**GOAL OF THE EXERCISE:**
Swap "coffee table" for "center table" in the records, starting with the line with "white kayak -> point" and going on through the end of the records, with everything else left unchanged. Give back only those lines, and leave the pictures out.

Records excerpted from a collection
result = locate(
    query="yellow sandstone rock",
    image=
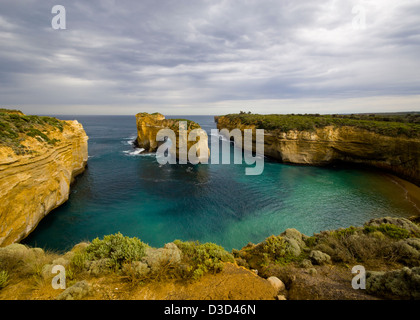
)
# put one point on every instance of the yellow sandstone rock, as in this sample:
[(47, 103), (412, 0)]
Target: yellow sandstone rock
[(34, 183), (399, 155)]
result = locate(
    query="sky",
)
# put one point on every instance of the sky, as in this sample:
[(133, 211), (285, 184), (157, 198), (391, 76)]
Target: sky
[(210, 57)]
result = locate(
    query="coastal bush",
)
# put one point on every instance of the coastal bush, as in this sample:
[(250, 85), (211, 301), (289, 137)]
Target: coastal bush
[(203, 258), (15, 125), (389, 230), (273, 250), (117, 248), (393, 125)]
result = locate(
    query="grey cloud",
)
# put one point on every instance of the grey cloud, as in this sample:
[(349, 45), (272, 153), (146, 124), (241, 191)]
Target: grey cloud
[(188, 52)]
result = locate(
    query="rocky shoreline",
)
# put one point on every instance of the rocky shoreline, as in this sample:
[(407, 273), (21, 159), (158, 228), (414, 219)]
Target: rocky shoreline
[(39, 159), (331, 144)]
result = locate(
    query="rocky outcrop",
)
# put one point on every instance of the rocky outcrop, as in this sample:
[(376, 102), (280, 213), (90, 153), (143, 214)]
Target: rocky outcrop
[(35, 182), (148, 126), (331, 144)]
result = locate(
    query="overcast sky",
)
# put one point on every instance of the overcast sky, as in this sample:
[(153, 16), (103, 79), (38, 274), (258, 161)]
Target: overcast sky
[(210, 57)]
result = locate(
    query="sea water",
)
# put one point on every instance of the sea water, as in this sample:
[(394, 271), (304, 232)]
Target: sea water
[(126, 190)]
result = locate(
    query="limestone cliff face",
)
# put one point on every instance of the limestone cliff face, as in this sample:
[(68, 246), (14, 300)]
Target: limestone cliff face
[(34, 183), (148, 126), (399, 155)]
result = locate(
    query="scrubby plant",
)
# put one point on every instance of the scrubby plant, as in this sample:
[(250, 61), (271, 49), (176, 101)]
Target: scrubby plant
[(203, 258), (389, 230), (392, 125), (117, 248), (14, 126), (344, 232)]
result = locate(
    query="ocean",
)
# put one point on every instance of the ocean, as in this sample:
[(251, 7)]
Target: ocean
[(125, 191)]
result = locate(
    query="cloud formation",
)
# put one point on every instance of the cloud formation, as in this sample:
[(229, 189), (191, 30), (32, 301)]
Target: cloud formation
[(210, 57)]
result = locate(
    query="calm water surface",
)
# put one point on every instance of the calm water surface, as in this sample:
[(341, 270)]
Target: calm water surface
[(122, 191)]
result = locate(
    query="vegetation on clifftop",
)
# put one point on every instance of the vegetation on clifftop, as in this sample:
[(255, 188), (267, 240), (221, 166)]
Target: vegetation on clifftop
[(379, 245), (389, 125), (15, 127)]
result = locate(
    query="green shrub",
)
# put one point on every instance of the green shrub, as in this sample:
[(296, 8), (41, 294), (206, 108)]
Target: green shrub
[(203, 258), (4, 278), (14, 127), (117, 248), (393, 125), (344, 233), (389, 230)]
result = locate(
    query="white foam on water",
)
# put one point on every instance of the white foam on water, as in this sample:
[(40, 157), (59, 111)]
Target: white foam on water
[(136, 152)]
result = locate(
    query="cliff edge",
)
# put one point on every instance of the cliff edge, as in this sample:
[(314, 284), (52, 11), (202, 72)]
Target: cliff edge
[(39, 158), (332, 142)]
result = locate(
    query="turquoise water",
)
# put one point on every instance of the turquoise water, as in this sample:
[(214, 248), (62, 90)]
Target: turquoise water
[(135, 195)]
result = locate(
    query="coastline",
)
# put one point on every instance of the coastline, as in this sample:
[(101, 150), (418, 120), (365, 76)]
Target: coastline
[(412, 192)]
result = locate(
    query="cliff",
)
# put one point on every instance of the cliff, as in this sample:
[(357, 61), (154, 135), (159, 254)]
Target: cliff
[(148, 126), (39, 158), (329, 144)]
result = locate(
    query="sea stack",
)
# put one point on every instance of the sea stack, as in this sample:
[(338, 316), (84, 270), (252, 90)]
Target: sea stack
[(148, 126), (39, 159)]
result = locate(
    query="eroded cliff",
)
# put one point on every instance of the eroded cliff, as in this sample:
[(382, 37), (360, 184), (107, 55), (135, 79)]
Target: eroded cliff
[(330, 144), (148, 126), (39, 158)]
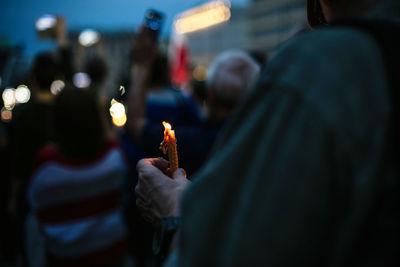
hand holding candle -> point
(168, 145)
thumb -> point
(179, 174)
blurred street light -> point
(56, 87)
(9, 98)
(46, 22)
(203, 16)
(81, 80)
(118, 113)
(89, 37)
(22, 94)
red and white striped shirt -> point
(78, 205)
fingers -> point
(145, 210)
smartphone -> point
(45, 26)
(153, 21)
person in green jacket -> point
(301, 175)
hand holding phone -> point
(153, 22)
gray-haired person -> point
(304, 174)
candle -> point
(168, 145)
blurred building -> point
(205, 44)
(261, 26)
(271, 22)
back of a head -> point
(230, 76)
(46, 68)
(77, 126)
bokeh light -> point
(117, 109)
(9, 98)
(56, 87)
(202, 17)
(81, 80)
(45, 22)
(200, 73)
(22, 94)
(119, 122)
(89, 37)
(6, 115)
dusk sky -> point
(17, 17)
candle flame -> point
(167, 125)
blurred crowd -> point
(281, 163)
(69, 155)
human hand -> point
(158, 195)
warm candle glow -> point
(168, 145)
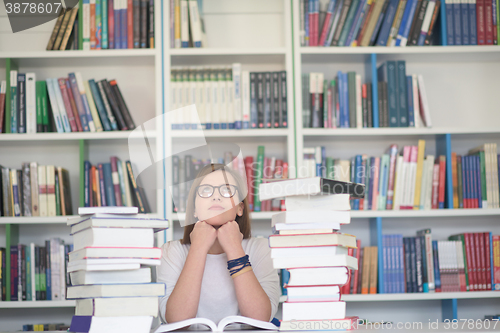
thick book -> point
(229, 323)
(122, 324)
(310, 186)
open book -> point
(227, 323)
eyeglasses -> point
(226, 191)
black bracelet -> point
(237, 262)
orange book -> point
(365, 277)
(92, 25)
(454, 176)
(373, 269)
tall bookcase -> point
(460, 83)
(262, 35)
(138, 74)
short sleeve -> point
(172, 261)
(262, 264)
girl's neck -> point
(216, 248)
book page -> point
(199, 322)
(232, 324)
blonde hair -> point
(243, 221)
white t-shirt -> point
(218, 296)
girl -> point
(217, 269)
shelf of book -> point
(400, 131)
(111, 135)
(80, 54)
(37, 304)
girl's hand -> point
(203, 236)
(230, 238)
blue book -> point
(464, 11)
(401, 96)
(358, 17)
(406, 21)
(123, 26)
(411, 112)
(86, 184)
(387, 24)
(349, 22)
(478, 181)
(472, 23)
(100, 106)
(457, 22)
(437, 275)
(450, 26)
(117, 16)
(108, 184)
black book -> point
(122, 105)
(110, 96)
(283, 114)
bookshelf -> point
(460, 81)
(138, 73)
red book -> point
(67, 105)
(482, 254)
(468, 259)
(442, 180)
(393, 155)
(111, 24)
(74, 109)
(116, 180)
(487, 256)
(356, 272)
(250, 181)
(481, 24)
(496, 262)
(488, 21)
(130, 24)
(435, 187)
(92, 26)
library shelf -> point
(399, 131)
(105, 135)
(226, 51)
(80, 54)
(37, 304)
(420, 296)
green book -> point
(259, 170)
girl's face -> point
(216, 209)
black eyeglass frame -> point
(219, 188)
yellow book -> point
(365, 276)
(373, 269)
(420, 167)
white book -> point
(184, 23)
(30, 102)
(51, 190)
(311, 216)
(230, 322)
(245, 99)
(314, 310)
(194, 19)
(116, 290)
(54, 105)
(86, 25)
(42, 193)
(113, 237)
(359, 102)
(237, 95)
(398, 184)
(141, 275)
(60, 105)
(425, 103)
(120, 306)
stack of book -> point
(307, 243)
(110, 277)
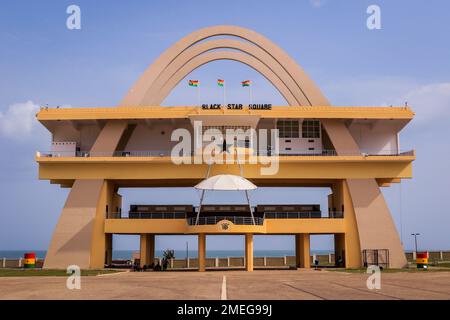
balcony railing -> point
(303, 215)
(239, 220)
(149, 215)
(167, 153)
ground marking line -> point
(302, 290)
(223, 294)
(112, 273)
(367, 291)
(417, 289)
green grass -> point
(50, 272)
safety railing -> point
(303, 215)
(269, 153)
(239, 220)
(149, 215)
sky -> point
(42, 62)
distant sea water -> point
(179, 254)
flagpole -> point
(198, 95)
(224, 96)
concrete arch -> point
(195, 51)
(312, 93)
(223, 55)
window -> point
(311, 129)
(288, 128)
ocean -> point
(179, 254)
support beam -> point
(249, 252)
(108, 248)
(339, 250)
(78, 237)
(147, 251)
(302, 250)
(201, 252)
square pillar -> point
(108, 249)
(339, 250)
(147, 249)
(249, 252)
(302, 250)
(201, 252)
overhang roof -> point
(186, 112)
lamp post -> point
(415, 239)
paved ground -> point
(279, 284)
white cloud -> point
(430, 102)
(317, 3)
(18, 120)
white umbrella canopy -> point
(226, 182)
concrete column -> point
(339, 250)
(201, 251)
(108, 248)
(302, 250)
(249, 252)
(151, 248)
(147, 253)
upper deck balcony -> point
(305, 150)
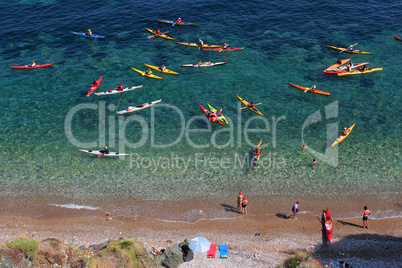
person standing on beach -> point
(295, 210)
(244, 205)
(365, 215)
(239, 199)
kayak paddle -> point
(247, 107)
(347, 49)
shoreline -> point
(278, 237)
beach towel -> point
(223, 249)
(211, 251)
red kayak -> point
(94, 86)
(328, 225)
(31, 67)
(207, 113)
(223, 49)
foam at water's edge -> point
(74, 206)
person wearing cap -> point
(119, 88)
(244, 205)
(345, 131)
(295, 210)
(239, 199)
(314, 87)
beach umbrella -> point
(199, 245)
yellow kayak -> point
(252, 109)
(160, 35)
(342, 137)
(348, 51)
(143, 73)
(220, 117)
(197, 45)
(166, 71)
(355, 72)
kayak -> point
(203, 65)
(149, 75)
(328, 225)
(115, 91)
(223, 49)
(180, 24)
(336, 65)
(206, 112)
(348, 51)
(94, 87)
(160, 35)
(197, 45)
(90, 36)
(342, 137)
(256, 157)
(343, 69)
(100, 153)
(31, 67)
(355, 72)
(132, 109)
(315, 91)
(166, 71)
(220, 117)
(252, 109)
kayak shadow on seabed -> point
(362, 250)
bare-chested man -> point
(365, 215)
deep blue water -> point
(285, 41)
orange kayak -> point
(315, 91)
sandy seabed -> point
(255, 240)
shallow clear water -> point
(284, 42)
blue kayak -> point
(181, 23)
(90, 36)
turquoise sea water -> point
(175, 153)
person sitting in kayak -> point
(148, 72)
(345, 131)
(178, 21)
(105, 151)
(313, 88)
(119, 88)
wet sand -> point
(256, 240)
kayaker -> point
(119, 88)
(313, 88)
(105, 151)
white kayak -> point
(203, 65)
(115, 91)
(132, 109)
(100, 153)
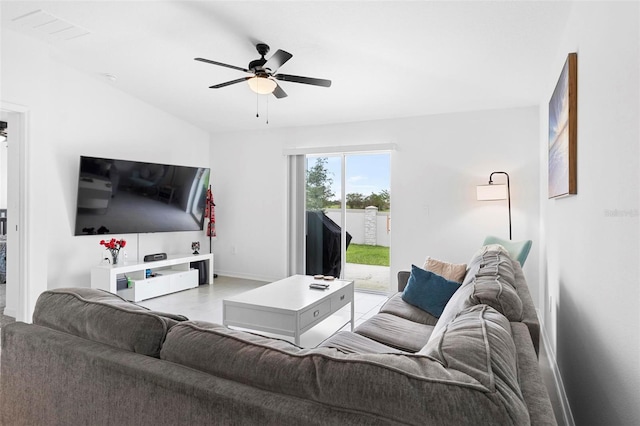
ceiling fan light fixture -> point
(262, 85)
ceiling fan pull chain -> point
(257, 105)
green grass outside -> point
(368, 255)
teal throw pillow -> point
(428, 291)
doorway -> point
(348, 218)
(18, 292)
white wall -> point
(589, 268)
(438, 163)
(73, 114)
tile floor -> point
(205, 303)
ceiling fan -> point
(263, 80)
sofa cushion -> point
(349, 342)
(479, 342)
(428, 291)
(398, 307)
(490, 291)
(396, 332)
(491, 259)
(399, 388)
(451, 271)
(104, 317)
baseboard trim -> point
(557, 378)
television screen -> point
(125, 197)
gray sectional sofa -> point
(92, 358)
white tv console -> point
(168, 276)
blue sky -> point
(365, 173)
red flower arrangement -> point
(114, 247)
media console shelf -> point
(167, 276)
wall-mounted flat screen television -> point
(125, 197)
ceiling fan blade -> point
(305, 80)
(229, 83)
(221, 64)
(277, 60)
(278, 92)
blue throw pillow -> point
(428, 291)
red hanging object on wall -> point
(210, 214)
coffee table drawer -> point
(315, 313)
(341, 298)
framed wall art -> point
(563, 131)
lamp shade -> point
(262, 85)
(491, 192)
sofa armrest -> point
(403, 277)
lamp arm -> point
(508, 195)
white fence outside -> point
(365, 231)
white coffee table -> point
(287, 307)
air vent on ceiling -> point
(50, 26)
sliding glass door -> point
(347, 218)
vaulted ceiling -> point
(386, 59)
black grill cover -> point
(323, 245)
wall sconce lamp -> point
(493, 192)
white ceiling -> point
(386, 59)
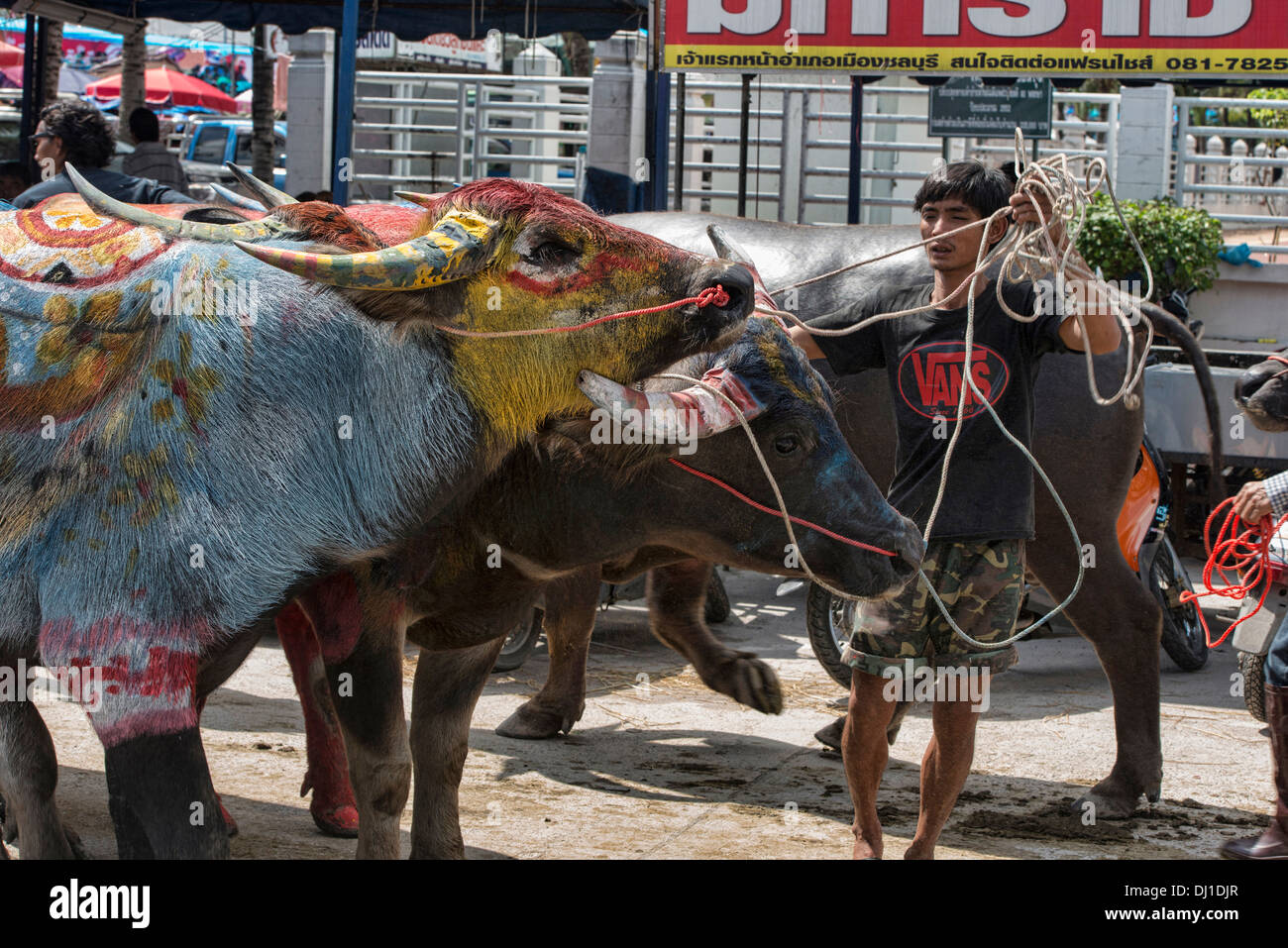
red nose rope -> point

**ANSWER FOR THE TASK:**
white kayak -> point
(203, 65)
(115, 91)
(132, 109)
(100, 153)
ceiling fan light fixture -> point
(262, 85)
ceiling fan pull chain -> point
(257, 105)
green grass outside -> point
(368, 255)
teal throw pillow -> point
(428, 291)
doorway -> point
(348, 218)
(18, 292)
white wall -> point
(589, 268)
(438, 163)
(73, 114)
tile floor -> point
(205, 303)
ceiling fan -> point
(263, 80)
sofa cushion -> point
(349, 342)
(479, 342)
(428, 291)
(398, 307)
(490, 291)
(396, 332)
(491, 259)
(399, 388)
(451, 271)
(104, 317)
baseboard trim -> point
(557, 378)
television screen -> point
(125, 197)
gray sectional sofa -> point
(92, 358)
white tv console -> point
(168, 276)
blue sky -> point
(365, 173)
red flower arrangement -> point
(114, 247)
media console shelf -> point
(167, 276)
wall-mounted flat screen television -> point
(125, 197)
ceiling fan blade -> point
(305, 80)
(229, 83)
(221, 64)
(277, 60)
(278, 92)
blue throw pillow -> point
(428, 291)
red hanging object on wall -> point
(210, 214)
center table drawer -> point
(315, 313)
(341, 298)
framed wall art -> point
(563, 131)
lamp shade -> point
(262, 85)
(491, 192)
sofa armrest -> point
(403, 277)
lamp arm -> point
(508, 195)
white fence outside -> point
(365, 231)
white center table -> point
(287, 307)
air vent on ceiling -> point
(50, 26)
sliding glass door -> point
(347, 218)
vaulted ceiling -> point
(386, 59)
black grill cover -> point
(323, 245)
wall sconce lamp -> point
(493, 192)
white ceiling -> point
(386, 59)
red nose rope -> point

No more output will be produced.